Stated task 1:
In the patch thread, which two instruction sets does the writer manage to combine?
Stated task 2:
Using the patch thread, explain why the writer expects mask_scatter_store to be the simpler part of the work.
Stated task 3:
Rewrite the patch thread's paragraph beginning "So in the end I seem to be able" as a short list that keeps its main facts.

Given passage:
┌──

Re: [PATCH] move x86 to use gather/scatter internal functions

Richard Biener via Gcc-patches Thu, 19 Aug 2021 01:46:18 -0700

On Wed, 18 Aug 2021, Richard Sandiford wrote:

> Richard Biener <rguent...@suse.de> writes:
> > On Wed, 18 Aug 2021, Hongtao Liu wrote:
> >
> >> On Wed, Aug 18, 2021 at 7:37 PM Hongtao Liu <crazy...@gmail.com> wrote:
> >> >
> >> > On Wed, Aug 18, 2021 at 7:30 PM Hongtao Liu <crazy...@gmail.com> wrote:
> >> > >
> >> > > On Wed, Aug 18, 2021 at 6:28 PM Richard Biener <rguent...@suse.de> 
> >> > > wrote:
> >> > > >
> >> > > > On Wed, 18 Aug 2021, Richard Biener wrote:
> >> > > >
> >> > > > >
> >> > > > > So in the end I seem to be able to combine AVX & AVX512 arriving
> >> > > > > at the following which passes basic testing.  I will now see to
> >> > > > > teach the vectorizer the required "promotion" to handle
> >> > > > > mask_gather_loadv4dfv4si and mask_gather_loadv4sfv4di.
> >> > > > >
> >> > > > > Meanwhile, do you see any hole in the below?  If not I'll
> >> > > > > do mask_scatter_store accordingly (that will be simpler since
> >> > > > > AVX doesn't have scatter).

└──

Data extract:
┌──

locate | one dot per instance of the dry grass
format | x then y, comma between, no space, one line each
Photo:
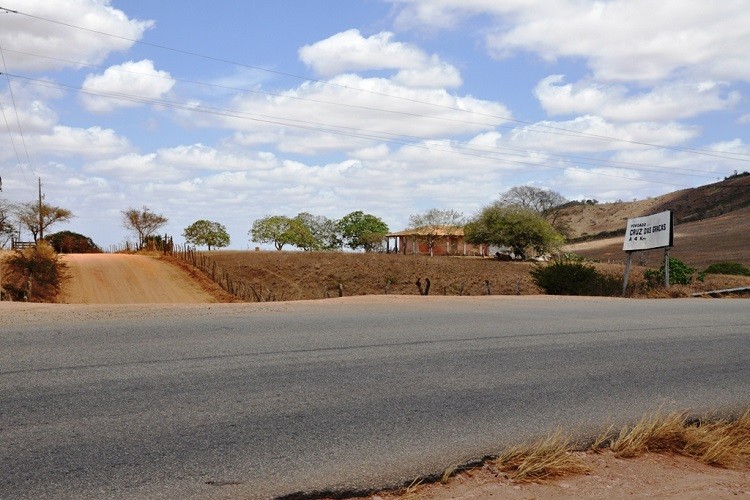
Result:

└──

Reply 1:
AVX and AVX512.

Reply 2:
The writer expects mask_scatter_store to be simpler because AVX doesn't have scatter. Only AVX512 has to be handled for that part.

Reply 3:
- AVX and AVX512 have been combined.
- The result passes basic testing.
- Next step: teach the vectorizer the required "promotion" to handle mask_gather_loadv4dfv4si and mask_gather_loadv4sfv4di.